What the task requires:
Output all entries precisely.
** Opening Given data block **
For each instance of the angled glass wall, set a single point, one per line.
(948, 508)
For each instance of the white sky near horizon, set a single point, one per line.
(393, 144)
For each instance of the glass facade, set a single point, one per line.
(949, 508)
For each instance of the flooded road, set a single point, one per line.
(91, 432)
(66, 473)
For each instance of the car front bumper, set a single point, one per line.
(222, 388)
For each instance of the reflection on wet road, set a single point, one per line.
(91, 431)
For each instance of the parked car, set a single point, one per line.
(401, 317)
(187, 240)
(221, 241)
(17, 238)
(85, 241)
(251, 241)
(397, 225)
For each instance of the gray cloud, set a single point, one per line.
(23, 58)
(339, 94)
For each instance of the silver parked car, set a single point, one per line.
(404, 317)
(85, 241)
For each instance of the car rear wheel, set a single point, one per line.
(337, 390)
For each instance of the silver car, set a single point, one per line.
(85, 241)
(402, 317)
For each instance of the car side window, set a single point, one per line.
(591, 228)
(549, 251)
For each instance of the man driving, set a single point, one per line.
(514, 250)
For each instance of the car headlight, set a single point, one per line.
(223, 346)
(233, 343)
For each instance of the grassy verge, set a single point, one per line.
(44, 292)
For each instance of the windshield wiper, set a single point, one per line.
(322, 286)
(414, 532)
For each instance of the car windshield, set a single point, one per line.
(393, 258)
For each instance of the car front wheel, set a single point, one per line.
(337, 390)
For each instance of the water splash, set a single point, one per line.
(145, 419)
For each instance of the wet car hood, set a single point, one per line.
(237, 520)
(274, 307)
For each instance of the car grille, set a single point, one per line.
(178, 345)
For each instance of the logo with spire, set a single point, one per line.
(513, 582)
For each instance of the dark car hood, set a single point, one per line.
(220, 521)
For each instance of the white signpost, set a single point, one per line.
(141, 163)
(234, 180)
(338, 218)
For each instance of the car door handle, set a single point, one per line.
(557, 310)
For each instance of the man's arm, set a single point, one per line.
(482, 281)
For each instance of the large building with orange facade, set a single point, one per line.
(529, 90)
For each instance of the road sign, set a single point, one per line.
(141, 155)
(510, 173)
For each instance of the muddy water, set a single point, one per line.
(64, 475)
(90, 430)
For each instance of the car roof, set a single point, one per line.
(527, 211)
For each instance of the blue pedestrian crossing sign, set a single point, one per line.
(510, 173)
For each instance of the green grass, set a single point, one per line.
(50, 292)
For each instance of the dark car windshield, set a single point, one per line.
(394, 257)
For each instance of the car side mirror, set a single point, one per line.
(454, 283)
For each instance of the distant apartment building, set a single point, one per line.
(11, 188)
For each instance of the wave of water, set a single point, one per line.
** Closing Given data block **
Written solution:
For each instance of the angled glass wall, set a single point, one per line.
(948, 508)
For each instance of the white sky near horizon, set a single point, one per line.
(393, 144)
For each instance of the glass facade, set a single point, one per line.
(949, 508)
For each instance of the flooded road, set a single point, one per line.
(91, 432)
(66, 473)
For each instance of the car front bumper, set a single point, one per line.
(222, 388)
For each instance of the reflection on wet road, set a single point, one per line.
(91, 431)
For each instance of the parked car, set a single point, one per line.
(401, 317)
(187, 240)
(221, 241)
(17, 238)
(85, 241)
(251, 241)
(397, 225)
For each instance of the gray cloud, set a single point, one per line.
(23, 58)
(339, 94)
For each instance of the silver parked car, set a single point, one per line.
(404, 317)
(85, 241)
For each instance of the car rear wheel, set a single point, one per line.
(337, 390)
For each instance of the silver car, set a single point, one per line.
(85, 241)
(402, 317)
For each instance of the car side window, set a single point, one per line.
(591, 228)
(549, 251)
For each instance of the man driving, set a single point, one per line.
(514, 250)
For each instance of the car headlight, set a single point, one per line.
(223, 346)
(233, 343)
For each instance of the grassy verge, set a single point, one per line.
(44, 292)
For each instance of the windshield wiper, set a single point, one per line.
(322, 286)
(414, 532)
For each instance of the car windshield, set a single point, one per line.
(393, 258)
For each instance of the car front wheel, set a single point, one per line.
(337, 390)
For each instance of the water splash, set a single point, one per line.
(145, 419)
For each instance of the wet car hood, set a single point, one per line.
(237, 520)
(274, 307)
For each instance of the car grille, set a single point, one per line.
(178, 345)
For each instance of the logo with spire, set a single point, one per line.
(513, 582)
For each instance of the dark car hood, set a single point, one per line.
(220, 521)
For each instance of the white signpost, set a single point, one per line.
(141, 163)
(234, 180)
(338, 218)
For each instance of the car door handle, set a single point, one per line.
(557, 310)
For each instance of the man's arm, set a single point, one per line.
(482, 281)
For each instance of the large building with orange facade, set a single point, one per line.
(529, 90)
For each instance of the road sign, set a single point, one per line.
(141, 155)
(510, 173)
For each instance of the muddy water, set a single point, one per line.
(64, 475)
(90, 430)
For each instance of the car roof, set a single point, one per line.
(527, 211)
For each instance of the blue pedestrian crossing sign, set a single point, one per line.
(510, 173)
For each instance of the green grass, set a single point, one per line.
(50, 292)
For each instance of the dark car windshield, set a single point, one per line.
(394, 257)
For each instance of the car side mirror, set a single point, one per line.
(454, 283)
For each instance of the distant apartment building, set a single point, one per line.
(11, 188)
For each instance of the wave of water, set a single point, one per line.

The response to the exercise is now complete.